* TEXTO DE ORIGEM *
● Assunto
Esta é uma das três cantigas de que
temos conhecimento que se focam na posição adotada pelos alcaides na célebre
crise de 1245-1247 que levou à deposição de D. Sancho II.
No caso vertente, o trovador associa-se
àqueles que atribuíam à Igreja um papel determinante no que consideravam ser
uma traição coletiva, a saber, a entrega dos castelos ao futuro D. Afonso III,
colocando na boca do leal alcaide de Sousa a referência à excomunhão com que
este teria sido brindado pelo arcebispo de Braga.
● Tema: a sátira do arrependimento fingido de um ato de lealdade – a entrega do
castelo sob ameaça de excomunhão.
● Estrutura interna
• 1.ª parte (1.ª e 2.ª coblas)
– Exposição do facto: a excomunhão do alcaide de Sousa.
• 2.ª parte (3.ª e 4.ª coblas)
– Causa da excomunhão: a lealdade do alcaide, que entregou o seu castelo ao
verdadeiro dono, D. Sancho II, e então finge-se arrependido do seu ato de
lealdade e finge temer vir a morrer excomungado, procurando assim que lhe seja
levantada a excomunhão.
● Análise da cantiga
O autor constrói o poema desenhando
um caso hipotético em torno do alcaide de Sousa e do seu ato de contrição, onde
manifesta o seu suposto arrependimento por se ter mantido leal aio seu
soberano. Deste modo, o poeta critica, de forma mordaz, os que quebraram os
laços de fidelidade vassálica, apontando o dedo ao clero por ter fomentado e
protegido esse ato de traição para com o rei.
A ironia percorre toda a composição,
presente desde logo na súplica contrita e no arrependimento pelo ato de
lealdade. É óbvio que só por ironia se pode suplicar absolvição por se ter sido
leal. A lealdade constitui um ato de fidelidade aos compromissos assumidos e evidencia
o sentido de retidão e de probidade do indivíduo que é leal, configurando um
valor ético e um código em trono do qual se unem os elementos dos grupos
feudais.
Ao colocar a sua própria voz na voz
do alcaide de Sousa, Diego Pezelho encena um discurso marcadamente sarcástico e
impiedoso para todos os que traíram D. Sancho II e cederam às pretensões do
Conde de Bolonha, coagidos pela ameaça da excomunhão por parte dos bispos.
Assim, o sujeito poético da cantiga
(o alcaide) dirige-se a um arcebispo (provavelmente o de Braga, D. João Viegas
de Portocarreiro, um dos principais responsáveis pela deposição de D. Sancho
II, integrando, por exemplo, a comitiva portuguesa que fora enviada a Lyon),
pedindo-lhe absolvição, isto é, que lhe retire a excomunhão, por ter sido
enganado pelo diabo a praticar um ato de lealdade. Ele tivera um castelo em
Sousa, julgara agir corretamente, mantendo a fidelidade ao monarca, mas compreende
agora que foi um pecado. No refrão, repetido quatro vezes, o alcaide roga ao
bispo que suspenda a excomunhão. Para tal – socorrendo-se, neste ponto, do equivocatio
– jurará que foi um traidor: “Soltade-m’, ai, senhor, / e jurarei, mandado, que
seja traedor”. Porém, o facto de afirmar que jurará “mandado”, isto é, sob
ameaça, livra-o da possível acusação de subserviência e deslealdade. Foi, por
isso, que o trovador usou o conjuntivo «seja», em vez do indicativo «sou»: está
implícita aí a ideia de subordinação e coação. Em contrapartida, pela expiação
do pecado de lealdade e remissão da excomunhão, propõe-se jurar, «mandado», que
é um traidor.

* OBJETIVO A *
Responda às perguntas seguintes com base no texto sobre a cantiga do alcaide de Sousa:
(i) Que acontecimento resultou da crise de 1245-1247?
(ii) Quantas vezes é repetido o refrão?
(iii) Que forma verbal usou o trovador em vez do indicativo «sou»?
* OBJETIVO B *
Prossiga o texto sobre a cantiga do alcaide de Sousa a partir da última frase apresentada.

Linhas de um conjunto de dados de apontamento de objetos:
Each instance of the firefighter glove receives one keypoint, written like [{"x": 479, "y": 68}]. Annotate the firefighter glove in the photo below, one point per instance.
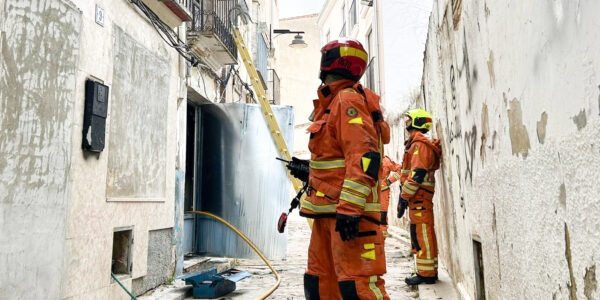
[
  {"x": 347, "y": 226},
  {"x": 299, "y": 168},
  {"x": 402, "y": 206}
]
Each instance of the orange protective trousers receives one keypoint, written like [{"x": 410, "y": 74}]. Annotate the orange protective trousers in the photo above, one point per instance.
[{"x": 344, "y": 270}]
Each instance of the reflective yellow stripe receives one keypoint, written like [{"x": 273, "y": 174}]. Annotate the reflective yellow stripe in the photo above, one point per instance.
[
  {"x": 372, "y": 207},
  {"x": 365, "y": 163},
  {"x": 354, "y": 199},
  {"x": 327, "y": 208},
  {"x": 426, "y": 240},
  {"x": 327, "y": 164},
  {"x": 373, "y": 287},
  {"x": 356, "y": 121},
  {"x": 357, "y": 187},
  {"x": 350, "y": 51}
]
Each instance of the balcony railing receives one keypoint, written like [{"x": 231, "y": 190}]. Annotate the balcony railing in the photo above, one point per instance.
[
  {"x": 181, "y": 8},
  {"x": 273, "y": 87},
  {"x": 370, "y": 76},
  {"x": 343, "y": 32},
  {"x": 212, "y": 17},
  {"x": 261, "y": 56},
  {"x": 352, "y": 13}
]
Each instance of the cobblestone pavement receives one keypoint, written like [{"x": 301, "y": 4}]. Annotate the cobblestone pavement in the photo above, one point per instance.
[{"x": 292, "y": 269}]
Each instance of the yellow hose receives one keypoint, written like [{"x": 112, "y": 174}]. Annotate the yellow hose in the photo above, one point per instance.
[{"x": 269, "y": 292}]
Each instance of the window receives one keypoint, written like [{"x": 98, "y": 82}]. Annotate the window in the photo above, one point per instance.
[
  {"x": 121, "y": 257},
  {"x": 343, "y": 31},
  {"x": 370, "y": 79},
  {"x": 456, "y": 9},
  {"x": 478, "y": 260},
  {"x": 353, "y": 16}
]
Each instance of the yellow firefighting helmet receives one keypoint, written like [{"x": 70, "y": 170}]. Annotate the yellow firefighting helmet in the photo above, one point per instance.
[{"x": 420, "y": 119}]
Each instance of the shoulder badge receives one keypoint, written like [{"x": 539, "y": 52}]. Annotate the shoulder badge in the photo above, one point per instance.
[{"x": 351, "y": 112}]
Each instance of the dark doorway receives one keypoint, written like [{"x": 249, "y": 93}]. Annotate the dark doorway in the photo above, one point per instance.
[
  {"x": 478, "y": 259},
  {"x": 191, "y": 172}
]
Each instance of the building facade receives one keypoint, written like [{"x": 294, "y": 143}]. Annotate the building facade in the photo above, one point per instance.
[
  {"x": 300, "y": 75},
  {"x": 70, "y": 216},
  {"x": 516, "y": 108}
]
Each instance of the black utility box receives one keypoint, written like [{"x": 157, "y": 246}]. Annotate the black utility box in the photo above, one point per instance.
[{"x": 94, "y": 116}]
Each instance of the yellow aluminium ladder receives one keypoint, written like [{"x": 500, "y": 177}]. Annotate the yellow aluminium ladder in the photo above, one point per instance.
[{"x": 261, "y": 95}]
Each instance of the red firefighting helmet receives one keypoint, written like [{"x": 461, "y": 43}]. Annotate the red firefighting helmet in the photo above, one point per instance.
[{"x": 345, "y": 57}]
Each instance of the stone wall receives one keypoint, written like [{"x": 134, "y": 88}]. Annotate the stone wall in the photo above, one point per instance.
[{"x": 513, "y": 88}]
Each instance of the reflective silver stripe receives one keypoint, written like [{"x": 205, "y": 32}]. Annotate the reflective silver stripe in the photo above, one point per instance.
[
  {"x": 372, "y": 207},
  {"x": 354, "y": 199},
  {"x": 426, "y": 240},
  {"x": 357, "y": 186},
  {"x": 327, "y": 208},
  {"x": 407, "y": 190},
  {"x": 327, "y": 164}
]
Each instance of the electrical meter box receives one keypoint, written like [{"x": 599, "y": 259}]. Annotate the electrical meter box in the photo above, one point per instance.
[{"x": 94, "y": 117}]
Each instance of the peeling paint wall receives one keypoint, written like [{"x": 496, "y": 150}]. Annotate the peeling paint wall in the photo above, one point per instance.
[
  {"x": 57, "y": 203},
  {"x": 40, "y": 48},
  {"x": 495, "y": 77}
]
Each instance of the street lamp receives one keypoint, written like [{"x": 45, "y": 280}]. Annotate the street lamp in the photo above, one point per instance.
[{"x": 297, "y": 42}]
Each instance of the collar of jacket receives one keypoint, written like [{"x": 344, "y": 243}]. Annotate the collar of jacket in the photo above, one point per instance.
[
  {"x": 326, "y": 92},
  {"x": 418, "y": 136}
]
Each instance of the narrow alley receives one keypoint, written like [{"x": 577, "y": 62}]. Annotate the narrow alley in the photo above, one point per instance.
[{"x": 139, "y": 137}]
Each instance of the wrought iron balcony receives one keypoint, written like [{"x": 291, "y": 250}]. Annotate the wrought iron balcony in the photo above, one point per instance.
[
  {"x": 210, "y": 31},
  {"x": 273, "y": 87}
]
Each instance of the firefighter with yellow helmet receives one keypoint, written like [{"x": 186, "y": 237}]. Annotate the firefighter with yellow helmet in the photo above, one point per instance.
[{"x": 421, "y": 160}]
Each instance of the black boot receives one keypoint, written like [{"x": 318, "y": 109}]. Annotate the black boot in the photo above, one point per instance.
[{"x": 416, "y": 279}]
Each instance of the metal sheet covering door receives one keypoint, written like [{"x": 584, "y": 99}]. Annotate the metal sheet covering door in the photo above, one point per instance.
[{"x": 241, "y": 180}]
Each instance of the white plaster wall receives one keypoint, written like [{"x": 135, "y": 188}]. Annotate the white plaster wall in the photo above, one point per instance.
[
  {"x": 92, "y": 219},
  {"x": 300, "y": 75},
  {"x": 39, "y": 51},
  {"x": 404, "y": 32},
  {"x": 526, "y": 188}
]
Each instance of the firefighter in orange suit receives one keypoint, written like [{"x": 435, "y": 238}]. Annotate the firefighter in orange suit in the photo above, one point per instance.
[
  {"x": 421, "y": 159},
  {"x": 345, "y": 257},
  {"x": 390, "y": 171}
]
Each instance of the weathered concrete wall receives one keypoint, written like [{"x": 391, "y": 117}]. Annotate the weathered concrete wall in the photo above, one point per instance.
[
  {"x": 299, "y": 81},
  {"x": 40, "y": 49},
  {"x": 126, "y": 54},
  {"x": 513, "y": 88},
  {"x": 160, "y": 260}
]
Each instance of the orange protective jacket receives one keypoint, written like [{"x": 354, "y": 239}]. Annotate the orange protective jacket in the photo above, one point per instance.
[
  {"x": 421, "y": 159},
  {"x": 391, "y": 174},
  {"x": 346, "y": 145}
]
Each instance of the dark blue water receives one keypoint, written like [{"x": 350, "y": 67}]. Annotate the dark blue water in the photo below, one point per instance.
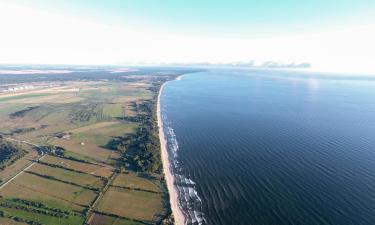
[{"x": 268, "y": 147}]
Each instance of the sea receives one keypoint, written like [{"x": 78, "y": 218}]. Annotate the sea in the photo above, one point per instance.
[{"x": 272, "y": 147}]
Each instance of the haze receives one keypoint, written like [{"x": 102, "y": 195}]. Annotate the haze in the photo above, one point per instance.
[{"x": 335, "y": 36}]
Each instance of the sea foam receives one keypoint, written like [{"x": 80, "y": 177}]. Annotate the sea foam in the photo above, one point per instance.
[{"x": 189, "y": 200}]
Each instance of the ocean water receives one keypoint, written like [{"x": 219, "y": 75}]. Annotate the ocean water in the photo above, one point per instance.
[{"x": 273, "y": 147}]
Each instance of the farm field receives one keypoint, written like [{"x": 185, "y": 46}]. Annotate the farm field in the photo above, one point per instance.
[
  {"x": 138, "y": 205},
  {"x": 99, "y": 146}
]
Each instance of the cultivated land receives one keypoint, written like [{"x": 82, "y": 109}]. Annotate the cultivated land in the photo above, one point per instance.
[{"x": 82, "y": 148}]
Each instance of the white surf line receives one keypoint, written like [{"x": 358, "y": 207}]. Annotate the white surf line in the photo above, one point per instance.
[{"x": 178, "y": 214}]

* RESPOSTA A *
(i) A deposição de D. Sancho II.
(ii) Quatro vezes.
(iii) O conjuntivo «seja».

* RESPOSTA B *
A ironia é evidente: o que é afirmado
no primeiro verso (“Meu senhor arcebispo, and’ eu excomungado”) é incongruente
com o que surge nos seguintes: ninguém está à espera que alguém seja
excomungado por ter sido leal nem que isso fosse um ato diabólico. Além disso,
de acordo com o refrão, a absolvição derivaria de um ato de felonia que o
alcaide encena ironicamente querer assumir.
Por outro lado, é clara a intenção
de criticar o ato de traição de quem alinhou com o clero e com as pretensões de
D. Afonso, porque, ao fazê-lo, estaria a salvo da excomunhão. Neste contexto,
assume grande relevância o primeiro verso da segunda estrofe (“Se traiçon
fizesse”), que mostra como seria censurável a traição e como o poema se
desenvolve em torno do arrependimento fingido do alcaide. Além disso, infere-se
que a traição é um ato que se concretiza debaixo de um silêncio indigno e que,
por ser tão censurável para quem o pratica, se procura emudecer: “nunca vo-la
diria”.
Nas restantes estrofes, o «eu»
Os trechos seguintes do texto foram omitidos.